作業内容:
(1) 引用文で「℃」を付けて示された温度の値や範囲を、出てくる順にすべて挙げよ。
(2) 引用文から、「本発明のプリント用複層糸条メッシュシートにおいて、前記複」で始まり「含有していることが好ましい。」で終わる部分を、一字も変えずに書き写せ。

引用文:
##############################
本発明のプリント用複層糸条メッシュシートに用いられる前記複層糸条において、前記芯層を構成する重合体繊維の溶融温度が、前記鞘層を構成する合成樹脂の溶融温度よりも20℃以上高いことが好ましい。
本発明のプリント用複層糸条メッシュシートに用いられる前記芯/鞘型複層糸条において、前記芯層を構成する重合体繊維が100〜500℃の溶融温度を有し、前記鞘層を構成する合成樹脂が80〜250℃の溶融温度を有し、前記芯層の重合体繊維の溶融温度が前記鞘層の合成樹脂の溶融温度よりも20〜50℃高いことが好ましい。
本発明のプリント用複層糸条メッシュシートにおいて、前記複層糸条の前記芯層を構成する重合体繊維及び前記鞘層を構成する合成樹脂が着色されていることが好ましい。
本発明のプリント用複層糸条メッシュシートにおいて、前記芯/鞘型複層糸条の鞘層のみの、又は芯鞘両層が、それぞれの層を構成する重合体成分の質量に対し1〜10質量%の難燃性付与剤を含有していることが好ましい。
##############################
収集データ:
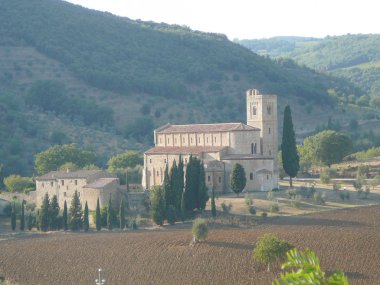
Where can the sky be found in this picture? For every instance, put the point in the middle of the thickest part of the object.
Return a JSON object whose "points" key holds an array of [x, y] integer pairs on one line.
##############################
各作業の結果:
(1) 20℃、100〜500℃、80〜250℃、20〜50℃

(2)
本発明のプリント用複層糸条メッシュシートにおいて、前記複層糸条の前記芯層を構成する重合体繊維及び前記鞘層を構成する合成樹脂が着色されていることが好ましい。
本発明のプリント用複層糸条メッシュシートにおいて、前記芯/鞘型複層糸条の鞘層のみの、又は芯鞘両層が、それぞれの層を構成する重合体成分の質量に対し1〜10質量%の難燃性付与剤を含有していることが好ましい。